→ **Listing**:
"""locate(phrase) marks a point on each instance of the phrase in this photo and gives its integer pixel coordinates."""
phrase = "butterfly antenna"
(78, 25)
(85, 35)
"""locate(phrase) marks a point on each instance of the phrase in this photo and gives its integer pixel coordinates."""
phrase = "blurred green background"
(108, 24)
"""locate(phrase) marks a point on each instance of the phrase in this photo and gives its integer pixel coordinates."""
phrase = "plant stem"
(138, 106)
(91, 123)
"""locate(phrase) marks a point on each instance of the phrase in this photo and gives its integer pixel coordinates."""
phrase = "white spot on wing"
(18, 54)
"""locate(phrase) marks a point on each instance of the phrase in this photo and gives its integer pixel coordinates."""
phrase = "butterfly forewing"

...

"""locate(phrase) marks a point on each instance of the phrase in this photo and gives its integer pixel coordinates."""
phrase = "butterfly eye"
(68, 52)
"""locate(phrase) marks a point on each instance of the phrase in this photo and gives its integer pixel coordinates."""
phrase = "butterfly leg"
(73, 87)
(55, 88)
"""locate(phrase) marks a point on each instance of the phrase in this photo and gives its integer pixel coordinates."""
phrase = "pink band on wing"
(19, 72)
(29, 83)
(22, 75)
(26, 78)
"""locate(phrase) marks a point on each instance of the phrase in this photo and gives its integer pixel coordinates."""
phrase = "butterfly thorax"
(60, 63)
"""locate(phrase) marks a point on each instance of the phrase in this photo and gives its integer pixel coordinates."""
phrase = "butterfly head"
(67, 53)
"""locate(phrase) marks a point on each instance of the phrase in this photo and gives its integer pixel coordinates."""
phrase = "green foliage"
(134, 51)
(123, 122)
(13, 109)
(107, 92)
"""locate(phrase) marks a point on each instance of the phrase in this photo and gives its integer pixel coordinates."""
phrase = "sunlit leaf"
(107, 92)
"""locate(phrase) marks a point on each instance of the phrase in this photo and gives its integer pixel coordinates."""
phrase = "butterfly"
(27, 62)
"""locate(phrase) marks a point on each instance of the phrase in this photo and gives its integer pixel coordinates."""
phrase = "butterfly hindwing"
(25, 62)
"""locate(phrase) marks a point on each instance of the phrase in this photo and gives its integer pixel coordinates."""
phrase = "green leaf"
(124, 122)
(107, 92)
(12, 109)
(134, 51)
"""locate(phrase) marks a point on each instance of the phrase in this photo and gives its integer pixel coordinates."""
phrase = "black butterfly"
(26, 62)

→ **Directions**:
Pick out each line in the rows above that contains the word "butterfly".

→ **Written solution**:
phrase = "butterfly antenna"
phrase = "butterfly forewing"
phrase = "butterfly eye"
phrase = "butterfly leg"
phrase = "butterfly thorax"
phrase = "butterfly head"
phrase = "butterfly"
phrase = "butterfly hindwing"
phrase = "black butterfly"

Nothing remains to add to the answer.